Aim:
Below is a listing; reproduce each line of it exactly.

--- Extracted records ---

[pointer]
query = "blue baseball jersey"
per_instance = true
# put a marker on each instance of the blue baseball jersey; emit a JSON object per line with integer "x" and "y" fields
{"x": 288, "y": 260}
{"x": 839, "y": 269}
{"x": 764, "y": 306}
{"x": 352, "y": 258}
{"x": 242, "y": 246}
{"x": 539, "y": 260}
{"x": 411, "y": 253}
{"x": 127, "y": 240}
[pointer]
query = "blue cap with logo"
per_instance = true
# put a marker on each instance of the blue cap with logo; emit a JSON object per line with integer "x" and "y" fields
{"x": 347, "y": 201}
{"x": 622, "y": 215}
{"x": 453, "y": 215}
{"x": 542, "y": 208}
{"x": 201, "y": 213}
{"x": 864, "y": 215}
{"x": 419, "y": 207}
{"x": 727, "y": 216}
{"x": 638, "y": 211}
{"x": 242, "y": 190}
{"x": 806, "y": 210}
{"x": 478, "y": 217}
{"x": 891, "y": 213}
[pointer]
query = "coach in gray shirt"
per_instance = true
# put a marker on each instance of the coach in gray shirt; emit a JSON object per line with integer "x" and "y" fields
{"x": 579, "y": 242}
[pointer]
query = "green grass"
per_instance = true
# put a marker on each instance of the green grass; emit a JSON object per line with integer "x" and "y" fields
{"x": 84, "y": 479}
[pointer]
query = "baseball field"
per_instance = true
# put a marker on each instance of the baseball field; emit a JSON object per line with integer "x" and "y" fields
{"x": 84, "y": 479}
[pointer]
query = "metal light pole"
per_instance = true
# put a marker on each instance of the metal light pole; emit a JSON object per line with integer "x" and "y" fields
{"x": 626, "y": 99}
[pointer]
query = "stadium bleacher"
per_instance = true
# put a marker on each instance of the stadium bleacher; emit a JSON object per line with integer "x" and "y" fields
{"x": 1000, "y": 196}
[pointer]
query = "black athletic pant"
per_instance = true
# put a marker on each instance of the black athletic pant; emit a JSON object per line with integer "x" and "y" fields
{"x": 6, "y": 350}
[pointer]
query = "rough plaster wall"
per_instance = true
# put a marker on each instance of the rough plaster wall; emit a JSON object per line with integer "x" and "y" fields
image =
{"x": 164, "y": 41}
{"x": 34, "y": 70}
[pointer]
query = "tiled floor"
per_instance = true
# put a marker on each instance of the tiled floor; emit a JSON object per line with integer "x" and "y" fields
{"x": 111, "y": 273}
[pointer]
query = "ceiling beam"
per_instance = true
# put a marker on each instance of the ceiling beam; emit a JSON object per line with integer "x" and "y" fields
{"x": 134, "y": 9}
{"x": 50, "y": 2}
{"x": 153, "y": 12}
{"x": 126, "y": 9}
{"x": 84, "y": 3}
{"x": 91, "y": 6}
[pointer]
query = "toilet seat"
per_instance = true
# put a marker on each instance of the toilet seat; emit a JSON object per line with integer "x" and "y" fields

---

Task output:
[pointer]
query = "blue baseball jersey"
per_instance = true
# put a marker on each instance of the blue baseball jersey; emit a JSON object per line with integer "x" and "y" fields
{"x": 288, "y": 260}
{"x": 839, "y": 269}
{"x": 764, "y": 306}
{"x": 352, "y": 258}
{"x": 242, "y": 246}
{"x": 539, "y": 260}
{"x": 411, "y": 253}
{"x": 127, "y": 240}
[pointer]
query = "blue cap with logo"
per_instance = true
# put a marker on each instance of the blue cap with logo; emit a JSON object per line with integer "x" and "y" fields
{"x": 347, "y": 201}
{"x": 622, "y": 215}
{"x": 453, "y": 215}
{"x": 542, "y": 208}
{"x": 201, "y": 213}
{"x": 864, "y": 215}
{"x": 419, "y": 207}
{"x": 727, "y": 216}
{"x": 638, "y": 211}
{"x": 242, "y": 190}
{"x": 806, "y": 210}
{"x": 478, "y": 217}
{"x": 891, "y": 213}
[pointer]
query = "coach in gray shirt"
per_instance = true
# put a marker on each instance of the coach in gray shirt; emit a JSON object per line with integer "x" and "y" fields
{"x": 579, "y": 242}
[pointer]
query = "green grass"
per_instance = true
# put a marker on each instance of the green grass; emit a JSON object per line with integer "x" and "y" fields
{"x": 84, "y": 479}
[pointer]
query = "baseball field"
per_instance = true
# put a marker on each instance of the baseball field; emit a JSON object per line with integer "x" and "y" fields
{"x": 84, "y": 479}
[pointer]
query = "metal light pole"
per_instance = true
# put a marker on each instance of the metal light pole; emit a JSON object per line with integer "x" and "y" fields
{"x": 626, "y": 99}
[pointer]
query = "stadium bleacher"
per_instance = true
# put a marker on each instance of the stadium bleacher; emit a JSON object per line with integer "x" and "y" fields
{"x": 1000, "y": 196}
[pointer]
query = "black athletic pant"
per_instance = true
# put a marker on each instance of the black athletic pant; emit a JSON object per line with integer "x" and "y" fields
{"x": 6, "y": 350}
[pointer]
query = "rough plaster wall"
per_instance = true
# put a marker on each instance of the rough plaster wall; emit a JSON object per line with integer "x" and "y" fields
image =
{"x": 164, "y": 41}
{"x": 34, "y": 70}
[pointer]
query = "tiled floor"
per_instance = true
# put a marker on each instance of the tiled floor; emit a JSON object per line with integer "x" and "y" fields
{"x": 111, "y": 273}
[pointer]
query = "ceiling beam"
per_instance = true
# put a marker on each instance of the ceiling beam; emit a JSON object per line with integer "x" and "y" fields
{"x": 134, "y": 9}
{"x": 50, "y": 2}
{"x": 153, "y": 12}
{"x": 126, "y": 9}
{"x": 84, "y": 3}
{"x": 91, "y": 6}
[pointer]
query = "toilet seat"
per_instance = true
# put a marker on each instance of the toilet seat; emit a JSON object per line with integer "x" and "y" fields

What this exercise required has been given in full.